_WHAT TO DO:_ In the transcript about "Winter Songs," how long did Joanna Woodbury and her husband wait to adopt their daughter?

Letters: On 'Winter Songs'

Robert Siegel and Melissa Block correct a story from Thursday's show, and read emails from listeners about a "Winter Songs" segment.

Copyright © 2012 NPR. For personal, noncommercial use only. See Terms of Use. For other uses, prior permission required.


Finally, this hour, a correction and your emails.


In yesterday's program, we said that Congressman Dave Camp, a Republican from Michigan, was facing a primary challenge in his district. The congressman's office called us, and we confirmed he is not facing a primary challenge.

BLOCK: We regret that error. Now, a testament to the power of music or at least one good song.


BRANDI CARLILE: (Singing) How I miss you, and I just want to kiss you. And I'm going to love you till my dying day. How these days grow long.

BLOCK: That's Brandi Carlile singing "Dying Day," the final pick in our series about winter songs. "Dying Day" got listener Joanna Woodbury and her husband through an 11-week wintertime wait to adopt a little girl from Ethiopia.


JOANNA WOODBURY: I don't know. I feel like it's all about longing, and it's all about a little bit of hurt and just waiting until you can get back to that person. And that's how I felt, like I just needed someone to call me and say: Get on the plane and go get her. Just go get her.

SIEGEL: We heard Joanna's story yesterday, and many of you were quite moved, including David Bareither of Bloomington, Illinois. He writes this: I'm currently in my final semester earning my bachelor of science at age 29 while working full time and, oh, how I long to be home with my 11-month-old daughter and wife of five years. This song brought tears to my eyes as I thought about graduation in May and our subsequent trip to Colorado. Thank you so much for stories like this. They make people like me feel less alone when in the library until 1 a.m.


WOODBURY: (Singing) How these days grow long.

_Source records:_

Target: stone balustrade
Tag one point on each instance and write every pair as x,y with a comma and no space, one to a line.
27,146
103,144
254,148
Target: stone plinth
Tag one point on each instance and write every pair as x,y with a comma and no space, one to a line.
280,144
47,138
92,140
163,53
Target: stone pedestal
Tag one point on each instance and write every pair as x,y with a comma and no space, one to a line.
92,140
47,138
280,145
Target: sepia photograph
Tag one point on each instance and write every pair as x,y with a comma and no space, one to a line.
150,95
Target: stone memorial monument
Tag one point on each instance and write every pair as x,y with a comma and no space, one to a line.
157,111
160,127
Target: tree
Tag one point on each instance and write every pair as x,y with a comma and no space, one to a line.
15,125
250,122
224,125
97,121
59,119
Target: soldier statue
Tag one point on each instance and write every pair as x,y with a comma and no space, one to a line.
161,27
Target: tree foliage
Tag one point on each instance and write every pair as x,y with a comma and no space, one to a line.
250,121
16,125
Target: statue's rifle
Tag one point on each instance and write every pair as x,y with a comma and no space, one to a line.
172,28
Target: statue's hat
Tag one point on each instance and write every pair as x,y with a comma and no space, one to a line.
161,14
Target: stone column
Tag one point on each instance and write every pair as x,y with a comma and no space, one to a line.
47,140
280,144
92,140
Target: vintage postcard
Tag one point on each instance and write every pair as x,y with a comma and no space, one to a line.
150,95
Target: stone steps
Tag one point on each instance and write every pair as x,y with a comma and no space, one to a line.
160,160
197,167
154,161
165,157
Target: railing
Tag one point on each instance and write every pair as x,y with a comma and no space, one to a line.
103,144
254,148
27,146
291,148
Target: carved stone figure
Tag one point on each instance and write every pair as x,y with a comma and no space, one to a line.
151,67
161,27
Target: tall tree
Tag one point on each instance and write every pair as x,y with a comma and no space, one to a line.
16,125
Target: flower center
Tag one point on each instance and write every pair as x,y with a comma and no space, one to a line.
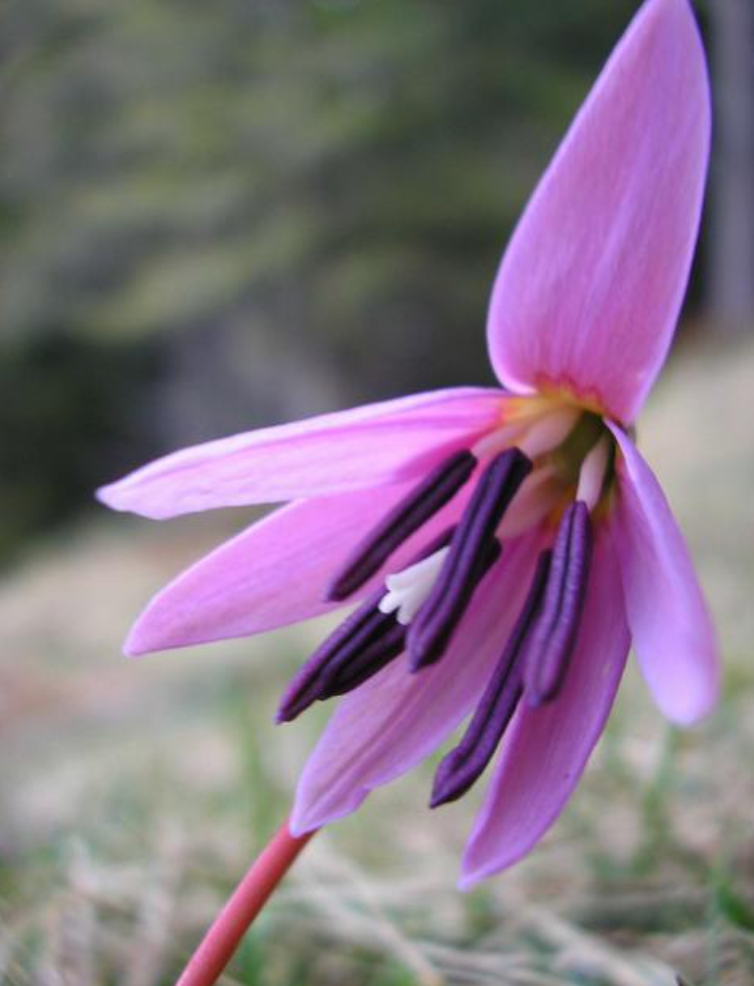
548,467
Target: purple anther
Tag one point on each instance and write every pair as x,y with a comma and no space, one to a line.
367,663
402,521
550,643
460,768
358,648
462,569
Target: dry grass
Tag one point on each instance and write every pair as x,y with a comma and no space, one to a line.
135,792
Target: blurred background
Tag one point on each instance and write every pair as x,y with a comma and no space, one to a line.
219,216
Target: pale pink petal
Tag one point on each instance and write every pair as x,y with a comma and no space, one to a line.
673,634
547,747
376,443
397,719
275,572
589,290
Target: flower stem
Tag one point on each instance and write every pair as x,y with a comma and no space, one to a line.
248,899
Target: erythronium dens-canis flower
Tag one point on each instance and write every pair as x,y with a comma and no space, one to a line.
516,541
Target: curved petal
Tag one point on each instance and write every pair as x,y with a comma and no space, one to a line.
547,748
397,718
376,443
673,634
589,290
275,572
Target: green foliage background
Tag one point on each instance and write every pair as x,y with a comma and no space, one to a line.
218,215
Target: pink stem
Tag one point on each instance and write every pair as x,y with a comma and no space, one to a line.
248,899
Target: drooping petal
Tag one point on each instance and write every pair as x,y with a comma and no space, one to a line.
275,572
673,634
547,747
397,718
589,290
376,443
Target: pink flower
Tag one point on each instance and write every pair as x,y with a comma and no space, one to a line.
524,539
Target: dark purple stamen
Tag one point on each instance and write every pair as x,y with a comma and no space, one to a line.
358,648
402,521
461,572
461,767
550,643
364,626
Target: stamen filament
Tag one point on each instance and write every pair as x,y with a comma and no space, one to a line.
548,432
401,522
592,474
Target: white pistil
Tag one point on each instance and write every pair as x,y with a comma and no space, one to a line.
409,589
496,441
548,432
592,474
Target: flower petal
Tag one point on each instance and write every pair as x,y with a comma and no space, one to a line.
547,747
589,290
275,572
673,634
397,718
376,443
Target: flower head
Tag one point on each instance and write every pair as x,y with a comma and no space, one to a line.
506,545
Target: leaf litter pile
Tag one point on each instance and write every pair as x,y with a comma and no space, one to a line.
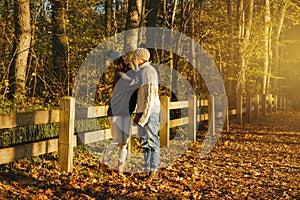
254,161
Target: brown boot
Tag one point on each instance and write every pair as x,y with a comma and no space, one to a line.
103,166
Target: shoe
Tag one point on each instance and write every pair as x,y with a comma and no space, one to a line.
152,174
104,167
121,166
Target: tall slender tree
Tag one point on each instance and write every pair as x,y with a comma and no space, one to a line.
267,44
60,45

_SOLUTION TO THE PROBLEM:_ They waited 11 weeks in wintertime to adopt a little girl from Ethiopia.